What lines below mention the word "advertising"? Copy each one.

§ Extracted data entries:
_ _ _ _ _
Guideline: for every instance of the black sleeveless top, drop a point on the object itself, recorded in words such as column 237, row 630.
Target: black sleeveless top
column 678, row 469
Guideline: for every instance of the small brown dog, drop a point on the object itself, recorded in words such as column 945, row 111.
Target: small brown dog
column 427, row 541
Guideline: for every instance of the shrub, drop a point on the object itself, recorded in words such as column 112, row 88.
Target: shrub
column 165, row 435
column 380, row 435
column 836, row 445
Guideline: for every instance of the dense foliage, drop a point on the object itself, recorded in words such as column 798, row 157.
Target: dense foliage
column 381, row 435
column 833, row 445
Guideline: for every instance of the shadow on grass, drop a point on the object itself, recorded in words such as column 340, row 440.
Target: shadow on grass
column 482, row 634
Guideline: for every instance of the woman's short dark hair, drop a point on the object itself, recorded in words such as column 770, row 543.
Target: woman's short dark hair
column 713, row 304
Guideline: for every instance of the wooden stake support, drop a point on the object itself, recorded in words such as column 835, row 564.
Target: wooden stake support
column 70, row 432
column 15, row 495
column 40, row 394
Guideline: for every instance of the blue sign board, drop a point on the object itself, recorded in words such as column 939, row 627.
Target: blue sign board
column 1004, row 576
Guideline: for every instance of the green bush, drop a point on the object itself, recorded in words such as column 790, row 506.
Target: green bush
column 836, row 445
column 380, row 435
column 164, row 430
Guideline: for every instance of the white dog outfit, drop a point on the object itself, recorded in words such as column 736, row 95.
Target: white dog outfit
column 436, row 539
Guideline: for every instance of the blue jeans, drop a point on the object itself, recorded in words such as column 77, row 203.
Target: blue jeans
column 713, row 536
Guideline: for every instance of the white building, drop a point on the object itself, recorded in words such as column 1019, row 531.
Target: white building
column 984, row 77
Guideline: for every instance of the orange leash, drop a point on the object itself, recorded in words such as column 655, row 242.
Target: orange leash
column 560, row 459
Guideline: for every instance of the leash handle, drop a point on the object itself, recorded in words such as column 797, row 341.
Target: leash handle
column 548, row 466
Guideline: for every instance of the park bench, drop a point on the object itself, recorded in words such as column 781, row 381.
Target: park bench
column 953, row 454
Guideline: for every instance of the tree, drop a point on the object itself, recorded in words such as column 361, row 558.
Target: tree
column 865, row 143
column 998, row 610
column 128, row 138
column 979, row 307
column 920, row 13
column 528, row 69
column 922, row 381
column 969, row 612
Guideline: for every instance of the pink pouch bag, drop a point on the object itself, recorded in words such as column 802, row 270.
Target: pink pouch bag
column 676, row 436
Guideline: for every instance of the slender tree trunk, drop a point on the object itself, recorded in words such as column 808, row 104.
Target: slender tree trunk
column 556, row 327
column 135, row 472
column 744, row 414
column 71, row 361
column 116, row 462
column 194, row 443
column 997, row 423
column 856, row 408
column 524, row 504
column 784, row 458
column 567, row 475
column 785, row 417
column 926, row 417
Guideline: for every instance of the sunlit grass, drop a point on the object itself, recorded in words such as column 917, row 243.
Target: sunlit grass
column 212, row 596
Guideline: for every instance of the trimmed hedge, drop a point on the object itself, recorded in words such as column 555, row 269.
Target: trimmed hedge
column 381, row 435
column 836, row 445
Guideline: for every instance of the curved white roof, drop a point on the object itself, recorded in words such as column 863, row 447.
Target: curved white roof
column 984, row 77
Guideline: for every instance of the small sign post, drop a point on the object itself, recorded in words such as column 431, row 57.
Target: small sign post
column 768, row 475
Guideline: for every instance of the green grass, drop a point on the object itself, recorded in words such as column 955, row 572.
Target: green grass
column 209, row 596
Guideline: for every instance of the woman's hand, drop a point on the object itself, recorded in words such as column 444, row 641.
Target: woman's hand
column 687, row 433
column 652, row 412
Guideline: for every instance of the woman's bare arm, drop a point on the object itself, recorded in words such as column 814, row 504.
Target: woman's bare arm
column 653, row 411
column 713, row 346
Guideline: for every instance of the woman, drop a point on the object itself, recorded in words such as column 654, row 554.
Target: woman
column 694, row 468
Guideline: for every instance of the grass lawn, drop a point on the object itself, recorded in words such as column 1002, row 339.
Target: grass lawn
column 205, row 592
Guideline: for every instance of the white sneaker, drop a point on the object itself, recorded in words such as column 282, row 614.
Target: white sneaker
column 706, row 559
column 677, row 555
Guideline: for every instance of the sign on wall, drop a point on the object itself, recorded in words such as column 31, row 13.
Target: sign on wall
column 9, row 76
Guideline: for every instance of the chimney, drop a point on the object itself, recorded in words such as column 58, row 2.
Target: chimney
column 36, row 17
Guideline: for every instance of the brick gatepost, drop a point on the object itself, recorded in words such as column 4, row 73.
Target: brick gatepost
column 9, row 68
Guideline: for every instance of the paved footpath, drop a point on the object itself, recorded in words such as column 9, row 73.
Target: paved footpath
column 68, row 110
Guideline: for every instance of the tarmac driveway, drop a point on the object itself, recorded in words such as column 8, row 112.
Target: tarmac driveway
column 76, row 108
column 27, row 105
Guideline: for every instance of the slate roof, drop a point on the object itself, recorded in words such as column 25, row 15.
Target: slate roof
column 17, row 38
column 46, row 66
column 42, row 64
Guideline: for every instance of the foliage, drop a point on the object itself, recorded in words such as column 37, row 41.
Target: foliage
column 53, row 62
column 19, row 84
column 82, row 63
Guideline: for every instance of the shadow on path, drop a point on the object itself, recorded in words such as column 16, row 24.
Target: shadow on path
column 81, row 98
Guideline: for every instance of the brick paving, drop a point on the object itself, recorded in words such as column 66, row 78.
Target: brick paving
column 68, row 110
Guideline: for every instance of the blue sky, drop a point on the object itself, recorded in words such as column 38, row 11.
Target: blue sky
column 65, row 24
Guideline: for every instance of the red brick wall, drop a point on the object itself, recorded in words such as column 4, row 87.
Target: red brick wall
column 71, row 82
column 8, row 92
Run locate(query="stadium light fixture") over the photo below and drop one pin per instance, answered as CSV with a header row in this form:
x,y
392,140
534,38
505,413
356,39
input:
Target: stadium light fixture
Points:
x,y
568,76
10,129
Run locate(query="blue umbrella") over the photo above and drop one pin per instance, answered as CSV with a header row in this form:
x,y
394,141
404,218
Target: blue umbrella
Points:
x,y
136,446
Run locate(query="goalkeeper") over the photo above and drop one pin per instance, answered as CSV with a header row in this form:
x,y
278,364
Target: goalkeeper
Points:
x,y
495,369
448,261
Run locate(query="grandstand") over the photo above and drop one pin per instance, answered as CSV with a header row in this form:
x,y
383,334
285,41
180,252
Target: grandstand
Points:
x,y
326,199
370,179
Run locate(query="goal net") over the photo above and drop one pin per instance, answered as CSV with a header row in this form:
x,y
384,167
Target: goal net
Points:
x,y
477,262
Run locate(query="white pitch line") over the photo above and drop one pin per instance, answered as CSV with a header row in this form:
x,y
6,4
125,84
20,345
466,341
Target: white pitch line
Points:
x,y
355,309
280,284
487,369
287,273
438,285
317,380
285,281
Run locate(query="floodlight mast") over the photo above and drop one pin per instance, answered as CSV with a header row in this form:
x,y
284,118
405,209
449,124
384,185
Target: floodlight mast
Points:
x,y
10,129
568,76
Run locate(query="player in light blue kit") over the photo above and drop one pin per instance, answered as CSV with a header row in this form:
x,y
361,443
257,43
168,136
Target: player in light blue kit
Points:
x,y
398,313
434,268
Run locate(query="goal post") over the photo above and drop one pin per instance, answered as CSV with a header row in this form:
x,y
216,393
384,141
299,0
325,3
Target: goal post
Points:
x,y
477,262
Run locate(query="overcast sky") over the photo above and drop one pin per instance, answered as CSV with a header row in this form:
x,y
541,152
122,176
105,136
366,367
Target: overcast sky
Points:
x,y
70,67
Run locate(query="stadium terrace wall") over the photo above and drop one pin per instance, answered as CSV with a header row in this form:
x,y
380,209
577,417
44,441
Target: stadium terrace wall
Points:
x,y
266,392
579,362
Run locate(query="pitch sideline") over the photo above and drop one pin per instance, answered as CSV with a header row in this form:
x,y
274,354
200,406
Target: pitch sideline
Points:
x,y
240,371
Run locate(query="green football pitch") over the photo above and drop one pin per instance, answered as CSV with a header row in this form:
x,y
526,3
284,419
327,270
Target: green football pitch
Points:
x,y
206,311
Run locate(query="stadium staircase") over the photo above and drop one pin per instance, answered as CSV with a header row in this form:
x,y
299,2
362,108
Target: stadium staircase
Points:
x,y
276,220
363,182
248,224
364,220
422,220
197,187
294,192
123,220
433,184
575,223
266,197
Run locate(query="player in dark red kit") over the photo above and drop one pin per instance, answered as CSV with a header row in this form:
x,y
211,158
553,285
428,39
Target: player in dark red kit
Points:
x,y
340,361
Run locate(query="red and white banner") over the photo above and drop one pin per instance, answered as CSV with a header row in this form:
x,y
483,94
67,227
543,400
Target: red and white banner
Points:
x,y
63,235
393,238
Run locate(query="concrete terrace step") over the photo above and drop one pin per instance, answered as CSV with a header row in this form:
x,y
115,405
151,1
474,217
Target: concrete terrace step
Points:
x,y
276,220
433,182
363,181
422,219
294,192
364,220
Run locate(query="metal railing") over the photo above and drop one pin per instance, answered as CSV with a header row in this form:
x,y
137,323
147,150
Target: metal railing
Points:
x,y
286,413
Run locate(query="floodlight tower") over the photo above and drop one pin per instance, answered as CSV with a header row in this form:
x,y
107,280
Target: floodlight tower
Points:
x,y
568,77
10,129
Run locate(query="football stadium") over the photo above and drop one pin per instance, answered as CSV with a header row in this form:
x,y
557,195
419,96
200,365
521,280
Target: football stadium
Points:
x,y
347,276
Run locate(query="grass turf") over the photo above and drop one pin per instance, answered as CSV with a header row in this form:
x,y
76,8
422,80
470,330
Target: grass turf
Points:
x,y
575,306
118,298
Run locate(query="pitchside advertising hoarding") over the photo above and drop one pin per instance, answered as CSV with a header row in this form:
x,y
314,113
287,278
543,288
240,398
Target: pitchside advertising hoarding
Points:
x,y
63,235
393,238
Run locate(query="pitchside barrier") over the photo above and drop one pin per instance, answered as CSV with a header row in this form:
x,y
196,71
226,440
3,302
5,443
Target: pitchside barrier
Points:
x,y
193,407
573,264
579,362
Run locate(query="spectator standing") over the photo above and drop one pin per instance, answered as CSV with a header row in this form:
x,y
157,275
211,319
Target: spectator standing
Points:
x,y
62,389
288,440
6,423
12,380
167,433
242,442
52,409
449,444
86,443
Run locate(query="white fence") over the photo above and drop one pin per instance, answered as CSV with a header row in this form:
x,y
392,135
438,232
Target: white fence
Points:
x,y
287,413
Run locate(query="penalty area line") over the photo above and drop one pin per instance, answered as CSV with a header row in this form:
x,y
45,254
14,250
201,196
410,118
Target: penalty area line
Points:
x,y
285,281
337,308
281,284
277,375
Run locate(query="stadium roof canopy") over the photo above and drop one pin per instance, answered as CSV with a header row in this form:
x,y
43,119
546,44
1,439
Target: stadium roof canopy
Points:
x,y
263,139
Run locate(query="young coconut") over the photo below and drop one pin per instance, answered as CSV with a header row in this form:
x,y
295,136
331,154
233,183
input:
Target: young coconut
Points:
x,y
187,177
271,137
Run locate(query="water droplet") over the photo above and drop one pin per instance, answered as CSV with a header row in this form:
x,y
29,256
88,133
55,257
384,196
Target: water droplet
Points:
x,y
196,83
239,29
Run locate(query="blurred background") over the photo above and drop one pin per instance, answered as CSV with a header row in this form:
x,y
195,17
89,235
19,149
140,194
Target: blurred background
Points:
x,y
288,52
_ _ _ _ _
§ Your solution:
Run locate(query="pitchside advertising hoarding") over the photo above and drop one pin per instance, answered as CSV with a header row in this form:
Target: pitchside advertising hoarding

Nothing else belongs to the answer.